Each entry below is to be printed verbatim.

[Saved data entries]

____________

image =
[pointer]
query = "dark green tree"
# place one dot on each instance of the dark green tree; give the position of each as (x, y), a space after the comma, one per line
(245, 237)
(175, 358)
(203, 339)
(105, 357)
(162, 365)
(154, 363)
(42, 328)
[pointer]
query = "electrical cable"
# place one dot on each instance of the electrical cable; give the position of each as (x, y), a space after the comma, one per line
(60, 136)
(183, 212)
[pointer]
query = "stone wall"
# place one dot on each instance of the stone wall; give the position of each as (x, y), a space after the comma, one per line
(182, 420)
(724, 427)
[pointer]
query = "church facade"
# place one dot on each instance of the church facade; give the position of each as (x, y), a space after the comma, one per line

____________

- _OUTPUT OF THE EXERCISE_:
image =
[pointer]
query = "dark green tree"
# place one dot on each instance of the dark green tree; give the position of each as (x, y), a space after the comma, one per line
(245, 237)
(175, 358)
(203, 339)
(105, 357)
(162, 365)
(154, 363)
(42, 328)
[pointer]
query = "electrical cable"
# place one dot on each instance of the electrical cable; give the position of each as (x, y), a space after the comma, one per line
(60, 136)
(183, 212)
[pointer]
query = "stone wall"
# place one dot on each instance of the stone wall; give the position of each as (x, y), a space after the comma, one per line
(182, 420)
(724, 427)
[pointer]
query = "church facade"
# place one dot on each instance of the church facade; give the position of each as (x, y), a space after the comma, one per line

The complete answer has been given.